- [ENUNCIADO 1]:
Reescala el listado: copia todas sus líneas y cambia solo las coordenadas de los puntos de las respuestas, multiplicándolas por 0,9 y redondeando al entero más cercano (las mitades, hacia arriba).

- [TEXTO DE LECTURA]:

»»

Israel en El Esequibo

No es difícil imaginar qué hubiera sucedido si, en 1948, en vez de instalarse el Estado de Israel en territorios palestinos, se hubiera fundado en El Esequibo, como llegó a proponer Gran Bretaña. Precisamente, era el mismo territorio que hoy está en reclamación, luego de que una sostenida acción imperialista británica decidiera apropiárselo desde el mapa (la línea Schomburgk), bajo la amenaza constante de las armas. En el colmo del absurdo que se impone a los países más débiles en la legalidad internacional, Venezuela tenía que demostrarles a los agresores ingleses la validez de los documentos históricos que prueban que todo ese territorio formaba parte de la Capitanía General de Venezuela, al momento de su Independencia. A finales de siglo XIX, un gran teatro legal violó el principio fundamental del Uti possidetis iuris, sin que la Doctrina Monroe se inquietara y, más bien y por el contrario, fuera parte de las negociaciones de reparto y redefinición del mundo entre quienes se asumen como sus dueños.

Ya antes del final de la segunda guerra, el intelectual venezolano Enrique Bernardo Núñez escribió la historia de esta disputa, ya que Venezuela nunca aceptó el laudo. Para ello, remontó su mirada hasta a las incursiones por el Orinoco del pirata británico Walter Raleigh, quien incendió dos veces la ciudad de Angostura (la que albergó el congreso convocado por El Libertador en 1819, precisamente, la hoy Ciudad Bolívar). El escritor de la Historia del Mundo –coetánea de El Quijote–, recorría los caminos de El Dorado, mientras documentaba la existencia de las amazonas y de los ewaipanomas, hombres sin cabeza, ya entonces proponiéndole a la reina Isabel de Inglaterra que esa región y el soberbio río fueran incorporados a sus dominios. Raleigh terminaría decapitado como un ewaipanoma más, pero su ambición renació en el siglo XIX, cuando otra reina emprendió una nueva victoria corsaria.

Motivados por el descubrimiento de minas de oro en la zona (como ahora, de petróleo), los ingleses movieron las apetecidas fronteras hasta incluir las bocas del Orinoco. Propusieron, entonces, su libre tránsito, para bien de la cultura y la humanidad que ellos mismos representaban. Al mismo tiempo, instalaron colonos que luego fueron excusas para nuevas amenazas bélicas en su defensa, calificando de salvajes –«animales-humanos», dirían hoy– a esos latinoamericanos que osaban discutir la decisión inefable del despojo. Medidas y sanciones se sucedieron para disciplinar a los inconformes e incómodos subdesarrollados, sin aceptar que se dirimiera la disputa en un juicio internacional hasta que, en Washington, pactaron un laudo arbitral que contaría con dos jueces británicos y dos norteamericanos, dirimido por un abogado ruso, escogido por ellos, Fiodorovich Martens, formado en Inglaterra. El fallo se dio París, en 1899, con la expropiación de 160 mil kilómetros cuadrados del territorio esequibo venezolano.

««

- [ENUNCIADO 2]:
Anota todos los años escritos en cifras que aparecen en el texto sobre El Esequibo.

- [LISTADO]:
»»

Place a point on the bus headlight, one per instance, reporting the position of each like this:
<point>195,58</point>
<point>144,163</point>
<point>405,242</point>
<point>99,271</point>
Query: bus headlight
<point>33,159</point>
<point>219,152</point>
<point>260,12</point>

««

- [RESPUESTA 1]:
Place a point on the bus headlight, one per instance, reporting the position of each like this:
<point>195,58</point>
<point>144,163</point>
<point>405,242</point>
<point>99,271</point>
Query: bus headlight
<point>30,143</point>
<point>197,137</point>
<point>234,11</point>

- [RESPUESTA 2]:
1948, 1819, 1899